Excerpt from a dataset
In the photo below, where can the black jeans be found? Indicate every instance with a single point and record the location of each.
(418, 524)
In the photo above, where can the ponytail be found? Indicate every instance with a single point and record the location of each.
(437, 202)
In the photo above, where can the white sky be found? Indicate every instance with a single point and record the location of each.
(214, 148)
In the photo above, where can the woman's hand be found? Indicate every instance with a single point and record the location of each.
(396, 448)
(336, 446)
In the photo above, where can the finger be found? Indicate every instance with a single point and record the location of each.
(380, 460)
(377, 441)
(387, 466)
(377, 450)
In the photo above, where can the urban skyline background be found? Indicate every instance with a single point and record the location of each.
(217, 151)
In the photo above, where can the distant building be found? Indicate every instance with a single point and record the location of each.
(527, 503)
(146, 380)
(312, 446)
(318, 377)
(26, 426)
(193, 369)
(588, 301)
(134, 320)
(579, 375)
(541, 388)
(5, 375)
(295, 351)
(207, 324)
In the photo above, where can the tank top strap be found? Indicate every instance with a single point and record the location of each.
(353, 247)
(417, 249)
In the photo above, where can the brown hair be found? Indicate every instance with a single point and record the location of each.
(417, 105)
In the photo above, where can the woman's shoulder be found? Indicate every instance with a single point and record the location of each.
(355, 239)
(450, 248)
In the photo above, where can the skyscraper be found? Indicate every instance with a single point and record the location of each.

...

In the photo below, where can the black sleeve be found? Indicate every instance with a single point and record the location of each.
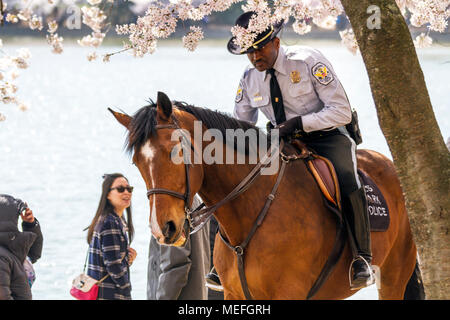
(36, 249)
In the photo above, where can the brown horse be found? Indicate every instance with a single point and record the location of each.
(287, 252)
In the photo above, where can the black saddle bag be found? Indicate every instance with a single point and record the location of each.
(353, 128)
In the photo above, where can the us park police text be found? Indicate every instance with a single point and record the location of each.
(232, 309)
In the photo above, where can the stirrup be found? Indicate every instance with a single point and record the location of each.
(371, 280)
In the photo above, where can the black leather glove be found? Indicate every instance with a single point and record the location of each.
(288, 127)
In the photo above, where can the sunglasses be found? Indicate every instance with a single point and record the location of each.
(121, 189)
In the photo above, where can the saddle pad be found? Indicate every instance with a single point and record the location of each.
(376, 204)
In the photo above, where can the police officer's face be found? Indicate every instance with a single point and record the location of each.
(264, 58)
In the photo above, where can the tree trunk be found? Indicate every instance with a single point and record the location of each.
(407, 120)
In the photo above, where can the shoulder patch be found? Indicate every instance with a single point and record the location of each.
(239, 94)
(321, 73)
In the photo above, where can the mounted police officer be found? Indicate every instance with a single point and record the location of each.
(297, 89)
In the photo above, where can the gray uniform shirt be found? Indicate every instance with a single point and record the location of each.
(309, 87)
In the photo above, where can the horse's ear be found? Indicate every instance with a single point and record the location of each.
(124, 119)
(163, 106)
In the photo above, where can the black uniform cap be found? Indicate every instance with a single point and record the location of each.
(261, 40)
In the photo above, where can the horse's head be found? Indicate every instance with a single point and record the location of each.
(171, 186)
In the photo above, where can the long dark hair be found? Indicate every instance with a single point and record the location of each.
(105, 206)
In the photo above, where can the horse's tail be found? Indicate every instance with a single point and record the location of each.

= GOAL =
Please reproduce the items between the lines holding "In the photo above, where can the urban" and "In the photo above, where can the skyscraper", inclusive, with "distant building" renamed to "faraway building" and nothing else altered.

= THE SOLUTION =
In the photo above, where can the urban skyline background be found? Indicate every instance with a single point and record the location of each.
(217, 151)
In the photo above, where can the faraway building be found? Indicate every instance with a single point and record the location of each.
(527, 503)
(146, 380)
(312, 446)
(318, 377)
(26, 426)
(193, 369)
(588, 301)
(134, 320)
(579, 375)
(541, 388)
(5, 375)
(295, 351)
(207, 324)
In the photo above, where can the tank top strap be found? Indicate every instance with a single point and record the location of each.
(353, 247)
(417, 249)
In the photo above, where can the brown hair be found? Indicate every instance with a single point and record the location of each.
(417, 105)
In the photo above, where can the woman's shoulder be found? Indicate every instance with a single point and record the location of each.
(355, 239)
(450, 248)
In the photo above, where can the skyscraper be found? Indicate every instance with a single point and record the location of each.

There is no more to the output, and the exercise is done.